───── Exercise data
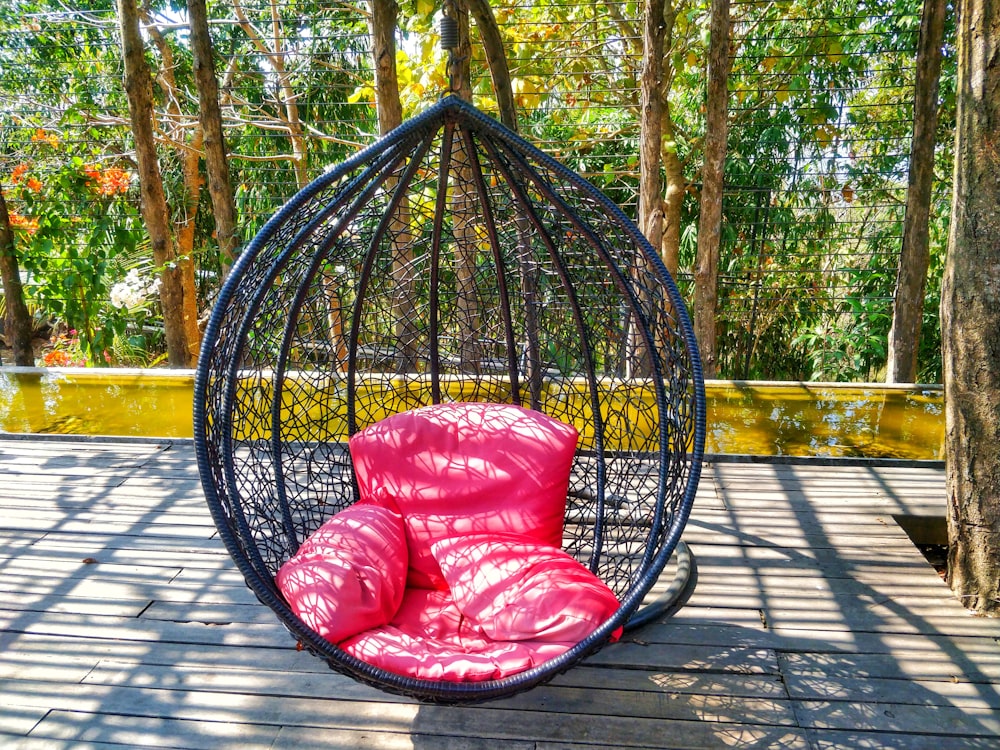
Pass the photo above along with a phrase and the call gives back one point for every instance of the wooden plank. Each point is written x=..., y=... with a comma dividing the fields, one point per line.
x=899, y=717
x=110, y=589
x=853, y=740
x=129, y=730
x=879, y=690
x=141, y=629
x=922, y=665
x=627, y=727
──────────
◆ **Exercise goal**
Rewrite the rows above, replacing "wooden plank" with "timber board" and leaving everything else unchanged. Leave the pictures out.

◆ **Problem solution**
Pass the photo above along with a phrase and the call gives back one point for every instance of the timber board. Each point is written x=..., y=... with a comma dividing the fields, one point per line.
x=899, y=717
x=110, y=589
x=853, y=740
x=129, y=730
x=879, y=690
x=141, y=629
x=922, y=665
x=627, y=727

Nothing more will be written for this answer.